# [Instruction]
Rescale the listing lines starting with the line containing "Pin the child's open" and going on through the line containing "(1022, 524)", both included, and give only those lines again, requests and all. Multiply every coordinate in the answers by 2, rounding to whole numbers with halves going up.

(Dataset items)
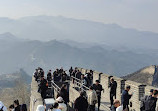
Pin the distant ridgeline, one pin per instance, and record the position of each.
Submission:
(139, 89)
(147, 76)
(9, 80)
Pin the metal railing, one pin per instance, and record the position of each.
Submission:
(56, 87)
(78, 83)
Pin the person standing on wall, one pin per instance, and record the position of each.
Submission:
(92, 98)
(125, 98)
(81, 103)
(113, 87)
(98, 88)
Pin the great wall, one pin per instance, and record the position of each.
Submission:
(138, 90)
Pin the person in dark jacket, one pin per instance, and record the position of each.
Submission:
(98, 88)
(113, 87)
(43, 87)
(81, 103)
(142, 105)
(64, 93)
(126, 97)
(16, 105)
(150, 102)
(70, 71)
(115, 105)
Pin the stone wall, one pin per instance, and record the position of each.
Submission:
(35, 98)
(138, 89)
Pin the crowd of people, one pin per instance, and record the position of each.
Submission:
(59, 75)
(89, 97)
(13, 107)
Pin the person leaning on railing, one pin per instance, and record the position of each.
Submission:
(92, 98)
(98, 88)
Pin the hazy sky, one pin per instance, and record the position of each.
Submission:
(139, 14)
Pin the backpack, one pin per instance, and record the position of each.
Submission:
(23, 107)
(1, 108)
(149, 103)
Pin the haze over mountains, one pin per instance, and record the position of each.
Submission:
(104, 47)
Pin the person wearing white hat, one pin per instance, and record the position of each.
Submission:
(2, 107)
(40, 108)
(61, 103)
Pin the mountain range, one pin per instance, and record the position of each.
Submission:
(52, 42)
(18, 53)
(48, 28)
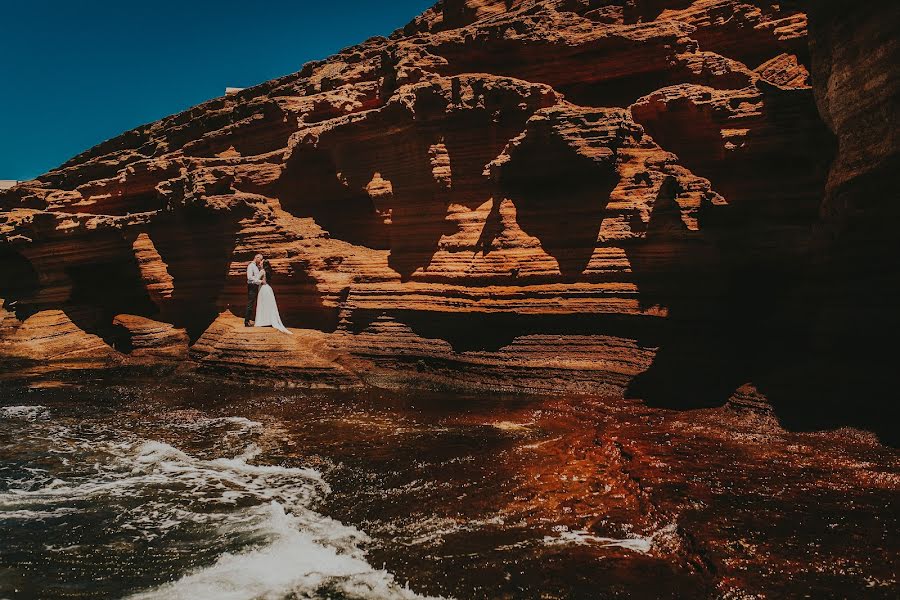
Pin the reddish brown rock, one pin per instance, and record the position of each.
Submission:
(616, 196)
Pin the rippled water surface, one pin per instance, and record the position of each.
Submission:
(207, 490)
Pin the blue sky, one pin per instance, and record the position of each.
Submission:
(76, 72)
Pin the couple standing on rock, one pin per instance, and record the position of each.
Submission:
(260, 293)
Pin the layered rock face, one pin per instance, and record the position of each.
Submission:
(608, 196)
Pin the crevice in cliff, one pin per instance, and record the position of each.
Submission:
(310, 186)
(560, 198)
(492, 331)
(19, 284)
(104, 288)
(197, 249)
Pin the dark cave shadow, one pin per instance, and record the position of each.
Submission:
(197, 248)
(309, 187)
(560, 198)
(102, 290)
(490, 332)
(20, 284)
(742, 313)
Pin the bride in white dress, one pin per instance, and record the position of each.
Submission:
(266, 307)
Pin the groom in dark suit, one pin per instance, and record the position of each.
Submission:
(254, 280)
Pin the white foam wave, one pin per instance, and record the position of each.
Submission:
(28, 413)
(295, 563)
(634, 543)
(282, 547)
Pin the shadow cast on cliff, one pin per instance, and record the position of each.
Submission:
(197, 249)
(749, 303)
(560, 198)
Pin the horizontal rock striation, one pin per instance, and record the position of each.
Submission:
(630, 197)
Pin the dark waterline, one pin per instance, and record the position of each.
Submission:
(467, 496)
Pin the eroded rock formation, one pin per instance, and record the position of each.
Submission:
(627, 196)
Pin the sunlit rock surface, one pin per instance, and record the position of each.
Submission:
(665, 199)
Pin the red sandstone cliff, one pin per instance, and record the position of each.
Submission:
(619, 196)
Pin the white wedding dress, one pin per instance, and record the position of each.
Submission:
(267, 310)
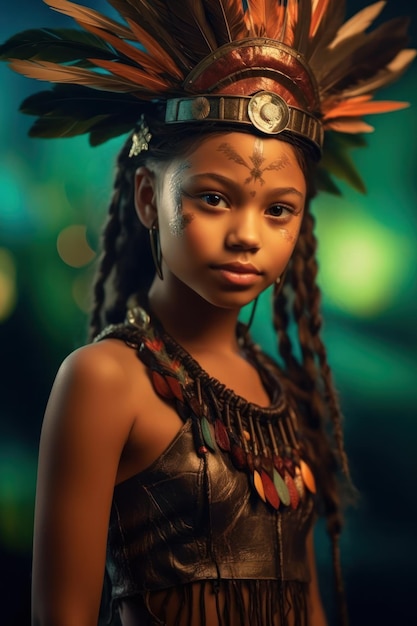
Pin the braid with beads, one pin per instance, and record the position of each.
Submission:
(126, 269)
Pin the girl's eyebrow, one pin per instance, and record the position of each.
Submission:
(225, 180)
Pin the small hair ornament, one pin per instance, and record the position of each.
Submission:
(281, 66)
(141, 138)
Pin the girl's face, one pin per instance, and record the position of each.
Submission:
(229, 214)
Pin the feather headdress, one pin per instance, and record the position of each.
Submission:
(291, 66)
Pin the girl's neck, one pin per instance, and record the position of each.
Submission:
(193, 322)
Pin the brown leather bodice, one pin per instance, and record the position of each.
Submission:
(194, 519)
(164, 532)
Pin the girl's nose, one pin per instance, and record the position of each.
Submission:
(244, 231)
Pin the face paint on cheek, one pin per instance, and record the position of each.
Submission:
(287, 235)
(178, 221)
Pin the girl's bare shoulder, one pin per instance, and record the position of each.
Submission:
(97, 385)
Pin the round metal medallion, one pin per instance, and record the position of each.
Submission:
(200, 108)
(268, 112)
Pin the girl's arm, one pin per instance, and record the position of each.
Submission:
(318, 617)
(86, 425)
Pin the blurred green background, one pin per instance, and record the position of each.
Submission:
(53, 199)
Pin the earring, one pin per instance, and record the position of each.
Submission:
(156, 248)
(252, 315)
(140, 139)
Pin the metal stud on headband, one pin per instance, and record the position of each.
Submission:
(290, 66)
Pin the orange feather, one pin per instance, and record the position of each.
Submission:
(319, 11)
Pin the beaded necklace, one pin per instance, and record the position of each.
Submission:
(264, 442)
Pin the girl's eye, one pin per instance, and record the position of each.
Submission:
(278, 210)
(213, 199)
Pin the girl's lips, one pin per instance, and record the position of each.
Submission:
(243, 274)
(238, 268)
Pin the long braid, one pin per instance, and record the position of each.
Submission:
(320, 401)
(109, 235)
(125, 266)
(315, 323)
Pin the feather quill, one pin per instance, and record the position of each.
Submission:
(302, 26)
(266, 18)
(359, 23)
(227, 20)
(319, 10)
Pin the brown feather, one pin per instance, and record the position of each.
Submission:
(359, 23)
(88, 16)
(153, 17)
(153, 47)
(227, 19)
(69, 74)
(141, 58)
(137, 77)
(359, 58)
(331, 20)
(266, 18)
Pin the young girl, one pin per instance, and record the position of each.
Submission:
(176, 458)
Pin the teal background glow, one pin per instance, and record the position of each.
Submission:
(53, 199)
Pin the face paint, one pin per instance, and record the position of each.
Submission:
(257, 159)
(286, 235)
(178, 221)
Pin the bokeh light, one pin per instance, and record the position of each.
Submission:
(73, 247)
(8, 290)
(363, 264)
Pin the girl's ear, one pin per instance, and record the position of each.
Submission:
(145, 196)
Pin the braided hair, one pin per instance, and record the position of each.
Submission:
(126, 268)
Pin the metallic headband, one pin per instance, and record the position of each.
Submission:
(266, 111)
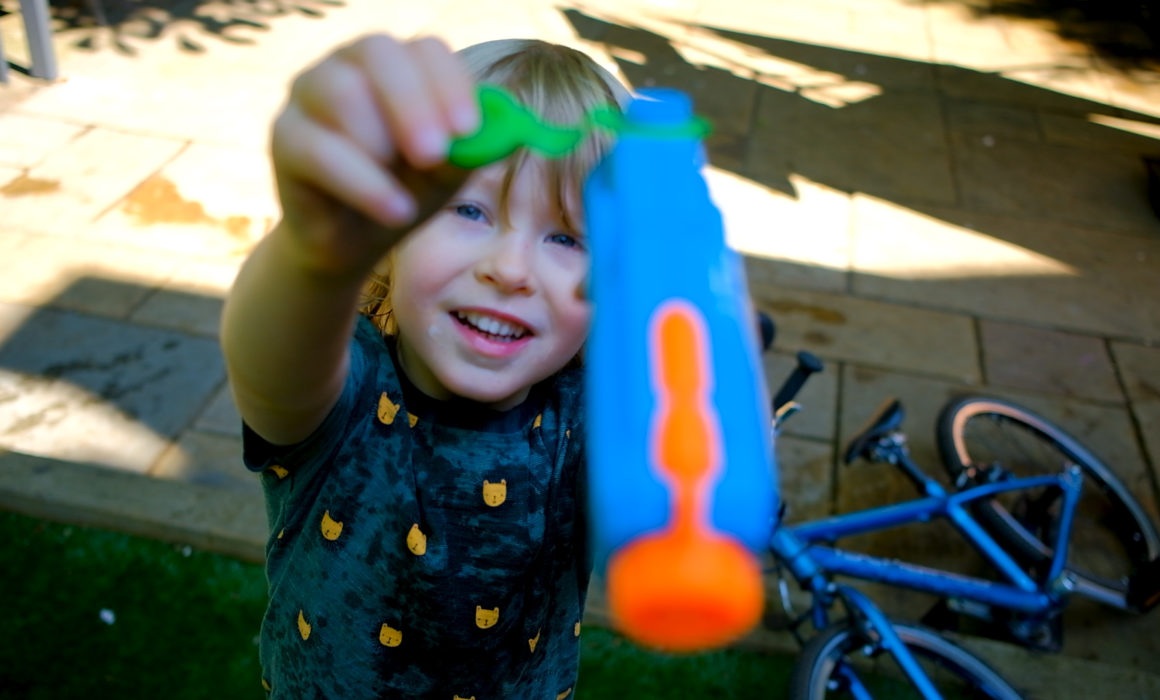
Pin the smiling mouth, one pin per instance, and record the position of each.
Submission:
(494, 329)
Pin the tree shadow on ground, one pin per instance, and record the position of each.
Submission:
(108, 373)
(121, 23)
(1021, 171)
(1124, 31)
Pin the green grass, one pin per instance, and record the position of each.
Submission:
(185, 626)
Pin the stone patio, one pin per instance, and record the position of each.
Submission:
(930, 200)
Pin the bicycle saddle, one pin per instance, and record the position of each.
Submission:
(885, 421)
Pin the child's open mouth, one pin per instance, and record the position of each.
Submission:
(493, 329)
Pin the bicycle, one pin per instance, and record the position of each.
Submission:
(1022, 524)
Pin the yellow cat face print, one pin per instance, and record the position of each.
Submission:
(485, 619)
(494, 493)
(417, 541)
(390, 636)
(386, 409)
(331, 527)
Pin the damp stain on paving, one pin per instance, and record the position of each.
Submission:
(157, 201)
(819, 314)
(23, 186)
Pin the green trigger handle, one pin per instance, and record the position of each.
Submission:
(506, 125)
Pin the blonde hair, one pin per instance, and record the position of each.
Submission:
(560, 85)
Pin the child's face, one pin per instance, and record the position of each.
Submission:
(487, 295)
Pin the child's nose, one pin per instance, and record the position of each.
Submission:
(508, 264)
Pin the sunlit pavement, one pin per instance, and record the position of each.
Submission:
(930, 200)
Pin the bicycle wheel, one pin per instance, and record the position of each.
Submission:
(818, 671)
(1113, 536)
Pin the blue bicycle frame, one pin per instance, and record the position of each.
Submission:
(805, 551)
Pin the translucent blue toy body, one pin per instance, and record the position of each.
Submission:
(659, 255)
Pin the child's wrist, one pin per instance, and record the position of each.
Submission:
(317, 260)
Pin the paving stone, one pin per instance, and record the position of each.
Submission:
(74, 185)
(1008, 268)
(227, 521)
(823, 22)
(990, 120)
(1048, 361)
(798, 238)
(1139, 367)
(12, 318)
(220, 416)
(87, 389)
(1101, 189)
(892, 29)
(1132, 89)
(208, 460)
(1104, 130)
(843, 327)
(24, 141)
(79, 274)
(210, 201)
(805, 476)
(892, 145)
(1147, 415)
(1072, 86)
(191, 298)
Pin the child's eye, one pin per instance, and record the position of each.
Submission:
(566, 240)
(469, 211)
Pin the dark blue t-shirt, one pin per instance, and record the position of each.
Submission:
(423, 548)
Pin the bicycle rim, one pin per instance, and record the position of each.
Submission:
(1113, 534)
(956, 672)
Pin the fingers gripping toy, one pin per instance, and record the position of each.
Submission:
(682, 485)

# [Correct result]
Pin the child's open mouth, one pin per instance, and record the position of each.
Submission:
(986, 658)
Pin the bicycle, one pin per instance, and record the position of each.
Submission:
(2044, 1048)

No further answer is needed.